Start Reading text

Order, Supreme Court, Bronx County (Mary Ann Brigantti-Hughes, J.), entered February 8, 2006, which denied defendant Taxi Wheels to Lease, Inc.'s motion for summary judgment dismissing the complaint as against it on the ground that it did not possess an ownership interest in the subject vehicle, unanimously reversed, on the law, without costs, the motion granted and the complaint dismissed as against Taxi Wheels to Lease, Inc. The Clerk is directed to enter judgment accordingly.
Initially, we find that the motion court erred when it denied Taxi Wheels to Lease, Inc.'s (TWL) motion for summary judgment on the ground that it was actually an untimely motion to reargue a prior order granting plaintiff leave, pursuant to CPLR 3025, to add TWL as a defendant. It is settled that the standard applied on a motion to amend a pleading is much less exacting than the standard applied on a motion for summary judgment (see Thompson v. Cooper, 24 A.D.3d 203, 206, 806 N.Y.S.2d 32 [2005]; Baskin and Sears, P.C. v. Lyons, 188 A.D.2d 307, 308, 590 N.Y.S.2d 475 [1992] ). Here, the earlier determination granting plaintiff leave was not on the merits or, as plaintiff characterizes it, “law of the case,” and does not preclude TWL from establishing, on a motion for summary judgment, that it held no ownership interest in the taxi as a matter of law.

End Reading text
Start Data section

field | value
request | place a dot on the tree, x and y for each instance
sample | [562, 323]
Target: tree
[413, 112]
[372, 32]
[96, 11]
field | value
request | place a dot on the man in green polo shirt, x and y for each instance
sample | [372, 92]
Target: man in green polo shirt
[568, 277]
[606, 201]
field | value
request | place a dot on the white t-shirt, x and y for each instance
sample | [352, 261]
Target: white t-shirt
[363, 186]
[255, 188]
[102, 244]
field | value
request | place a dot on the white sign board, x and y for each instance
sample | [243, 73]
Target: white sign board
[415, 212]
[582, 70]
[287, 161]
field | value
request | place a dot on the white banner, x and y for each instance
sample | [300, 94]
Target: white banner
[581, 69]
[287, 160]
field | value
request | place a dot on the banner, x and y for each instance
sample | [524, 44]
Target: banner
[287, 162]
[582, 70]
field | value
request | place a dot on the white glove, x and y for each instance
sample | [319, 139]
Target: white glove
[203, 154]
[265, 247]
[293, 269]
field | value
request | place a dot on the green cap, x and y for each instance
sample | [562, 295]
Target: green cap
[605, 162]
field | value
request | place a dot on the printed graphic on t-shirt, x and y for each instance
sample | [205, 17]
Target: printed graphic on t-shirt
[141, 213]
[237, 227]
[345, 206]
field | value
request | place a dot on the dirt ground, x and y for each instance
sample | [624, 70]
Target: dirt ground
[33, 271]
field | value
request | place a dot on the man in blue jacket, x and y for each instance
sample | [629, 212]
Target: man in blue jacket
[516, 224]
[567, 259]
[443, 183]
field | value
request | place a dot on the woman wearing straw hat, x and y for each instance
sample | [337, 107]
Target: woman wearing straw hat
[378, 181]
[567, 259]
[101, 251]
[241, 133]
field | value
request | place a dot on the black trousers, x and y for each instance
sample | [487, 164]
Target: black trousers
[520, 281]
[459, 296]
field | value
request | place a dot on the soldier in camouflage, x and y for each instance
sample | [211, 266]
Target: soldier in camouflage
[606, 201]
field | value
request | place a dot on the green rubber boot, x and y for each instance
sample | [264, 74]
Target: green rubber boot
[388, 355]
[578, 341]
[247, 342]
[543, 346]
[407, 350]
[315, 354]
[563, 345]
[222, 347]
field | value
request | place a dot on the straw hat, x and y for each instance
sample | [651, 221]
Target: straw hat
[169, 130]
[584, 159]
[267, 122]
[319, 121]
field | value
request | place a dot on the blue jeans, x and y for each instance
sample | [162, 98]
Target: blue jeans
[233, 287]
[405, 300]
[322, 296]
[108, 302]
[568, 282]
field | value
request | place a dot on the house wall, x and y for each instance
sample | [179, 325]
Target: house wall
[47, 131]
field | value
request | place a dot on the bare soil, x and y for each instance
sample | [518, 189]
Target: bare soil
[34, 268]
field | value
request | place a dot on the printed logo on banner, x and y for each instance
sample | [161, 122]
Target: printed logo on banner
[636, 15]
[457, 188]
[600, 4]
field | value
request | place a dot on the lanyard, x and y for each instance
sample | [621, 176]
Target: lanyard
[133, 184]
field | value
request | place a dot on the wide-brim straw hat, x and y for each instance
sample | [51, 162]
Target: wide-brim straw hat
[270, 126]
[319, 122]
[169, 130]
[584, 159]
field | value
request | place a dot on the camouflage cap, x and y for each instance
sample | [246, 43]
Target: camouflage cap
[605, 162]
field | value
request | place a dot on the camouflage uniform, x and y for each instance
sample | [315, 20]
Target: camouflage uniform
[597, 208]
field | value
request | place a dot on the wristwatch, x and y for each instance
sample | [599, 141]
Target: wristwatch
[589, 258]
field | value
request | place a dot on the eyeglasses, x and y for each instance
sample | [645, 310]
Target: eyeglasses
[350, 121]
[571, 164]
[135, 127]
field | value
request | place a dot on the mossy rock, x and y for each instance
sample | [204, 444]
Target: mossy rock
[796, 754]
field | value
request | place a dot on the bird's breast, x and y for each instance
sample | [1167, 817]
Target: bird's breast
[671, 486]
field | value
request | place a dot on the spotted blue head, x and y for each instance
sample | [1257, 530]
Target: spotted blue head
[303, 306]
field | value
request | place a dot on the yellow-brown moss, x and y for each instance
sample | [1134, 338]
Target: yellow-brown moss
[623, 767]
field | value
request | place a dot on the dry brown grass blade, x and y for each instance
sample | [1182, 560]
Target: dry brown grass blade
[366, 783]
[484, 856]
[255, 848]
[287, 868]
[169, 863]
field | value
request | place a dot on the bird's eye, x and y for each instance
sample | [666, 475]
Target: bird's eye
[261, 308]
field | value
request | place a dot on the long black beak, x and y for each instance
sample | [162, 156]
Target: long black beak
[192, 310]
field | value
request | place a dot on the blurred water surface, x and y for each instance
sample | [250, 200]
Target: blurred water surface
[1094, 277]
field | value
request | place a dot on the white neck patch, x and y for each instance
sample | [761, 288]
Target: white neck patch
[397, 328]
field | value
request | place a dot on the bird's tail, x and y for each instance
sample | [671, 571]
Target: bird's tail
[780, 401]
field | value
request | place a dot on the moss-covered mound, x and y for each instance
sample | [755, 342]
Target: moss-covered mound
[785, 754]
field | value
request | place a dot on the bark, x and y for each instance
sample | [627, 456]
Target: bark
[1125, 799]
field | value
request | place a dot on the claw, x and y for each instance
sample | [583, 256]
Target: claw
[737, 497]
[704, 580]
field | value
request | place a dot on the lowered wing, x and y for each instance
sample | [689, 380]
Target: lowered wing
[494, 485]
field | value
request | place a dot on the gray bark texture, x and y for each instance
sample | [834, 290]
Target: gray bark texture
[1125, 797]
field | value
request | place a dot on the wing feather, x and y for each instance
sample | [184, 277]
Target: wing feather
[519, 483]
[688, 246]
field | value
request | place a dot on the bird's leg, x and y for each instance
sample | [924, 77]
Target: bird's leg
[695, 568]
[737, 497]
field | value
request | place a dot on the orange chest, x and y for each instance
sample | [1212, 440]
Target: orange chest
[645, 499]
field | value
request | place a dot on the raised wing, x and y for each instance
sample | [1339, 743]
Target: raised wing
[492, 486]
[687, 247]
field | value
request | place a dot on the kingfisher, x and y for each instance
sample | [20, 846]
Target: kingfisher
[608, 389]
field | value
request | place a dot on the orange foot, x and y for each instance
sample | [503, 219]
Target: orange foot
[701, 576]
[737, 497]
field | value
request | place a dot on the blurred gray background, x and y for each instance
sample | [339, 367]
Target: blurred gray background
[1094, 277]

End Data section

### Task prompt
Copy out the entire court ruling on Taxi Wheels to Lease, Inc. word for word.

### The reply
Order, Supreme Court, Bronx County (Mary Ann Brigantti-Hughes, J.), entered February 8, 2006, which denied defendant Taxi Wheels to Lease, Inc.'s motion for summary judgment dismissing the complaint as against it on the ground that it did not possess an ownership interest in the subject vehicle, unanimously reversed, on the law, without costs, the motion granted and the complaint dismissed as against Taxi Wheels to Lease, Inc. The Clerk is directed to enter judgment accordingly.
Initially, we find that the motion court erred when it denied Taxi Wheels to Lease, Inc.'s (TWL) motion for summary judgment on the ground that it was actually an untimely motion to reargue a prior order granting plaintiff leave, pursuant to CPLR 3025, to add TWL as a defendant. It is settled that the standard applied on a motion to amend a pleading is much less exacting than the standard applied on a motion for summary judgment (see Thompson v. Cooper, 24 A.D.3d 203, 206, 806 N.Y.S.2d 32 [2005]; Baskin and Sears, P.C. v. Lyons, 188 A.D.2d 307, 308, 590 N.Y.S.2d 475 [1992] ). Here, the earlier determination granting plaintiff leave was not on the merits or, as plaintiff characterizes it, “law of the case,” and does not preclude TWL from establishing, on a motion for summary judgment, that it held no ownership interest in the taxi as a matter of law.